Passage given:
--

“To be whole. To be complete. Wildness reminds us what it means to be human, what we are connected to rather than what we are separate from.”
― Terry Tempest Williams

Entering designated Wilderness on public lands, I often tap, touch, or lean my cheek upon the engraved wooden sign marking the boundary. Recently, I hiked the steep Chief Joseph Mountain trail from Wallowa Lake and let out my usual contented sigh as I stepped past a grand fir bearing the entry panel for the Eagle Cap Wilderness on the Wallowa-Whitman National Forest, in the homelands of the Nimipuu (Nez Perce).

Alone, I spoke quietly to the trees on the safe side. “I am happy you will never feel the deadly bite of a chainsaw or witness the slaughter of your brethren.”

Whenever I cross a Wilderness portal, I breathe with relief that I will not feel the pain of rounding a corner to see stumps, churned earth from heavy equipment, spindly remaining saplings, and “debris piles” for burning in the fall. I will not feel the tears of witnessing the aftermath of joy-riders on ATVs shredding a wildflower meadow into muddy strips.

Instead? Here, people can flow within Wilderness another way. They can walk, run, ride horses, hike, backpack, gather berries for a meal, and learn the way of reverence.

What Wilderness means to me is refuge, haven, and home. I am grateful for all the brave people who saved these wilds as forever free of roads, free of machines, and free for the forests to grow into elders, to fall and to nurture the next generation. Yes, trees will burn in wildfires within a fire-shaped ecosystem, but Wilderness assures the standing dead and fallen trees can be home and habitat for a suite of life.

Today, with human-caused climate change ravaging the planet, Wilderness with the big “W” has become more essential than ever for capturing and storing carbon, sheltering headwaters, offering cooling microclimates within intact ecosystems, harboring threatened biodiversity, and serving as a place of wisdom and renewal.

Hugging a mother tree safe within the Eagle Cap Wilderness (2017 photo).

--

Recorded information:
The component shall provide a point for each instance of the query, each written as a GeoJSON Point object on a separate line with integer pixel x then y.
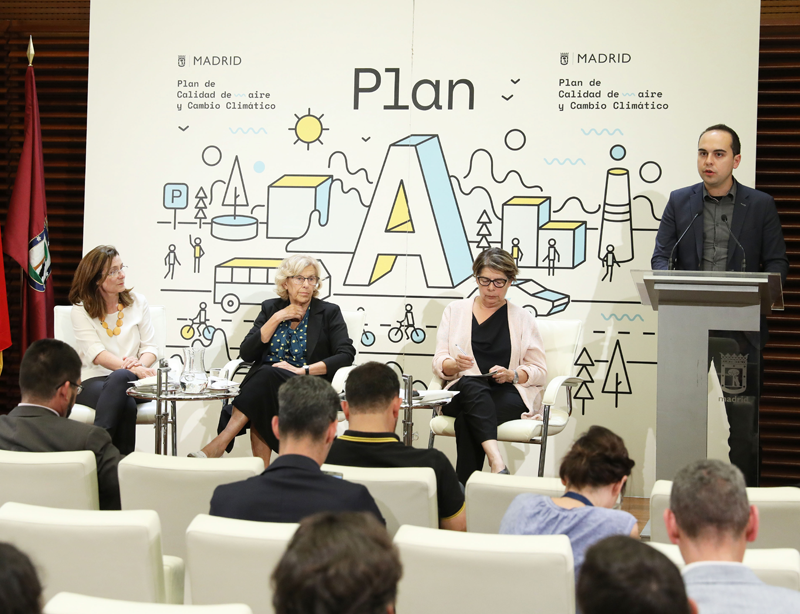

--

Problems:
[1] In the Wilderness essay, which trail does the writer hike from Wallowa Lake?
[2] Reproduce the part of the Wilderness essay that opens with the words containing "Today, with human-caused" and closes with "Wilderness (2017 photo).".
The material was taken from a separate source.

The solutions:
[1] The steep Chief Joseph Mountain trail.

[2]
Today, with human-caused climate change ravaging the planet, Wilderness with the big “W” has become more essential than ever for capturing and storing carbon, sheltering headwaters, offering cooling microclimates within intact ecosystems, harboring threatened biodiversity, and serving as a place of wisdom and renewal.

Hugging a mother tree safe within the Eagle Cap Wilderness (2017 photo).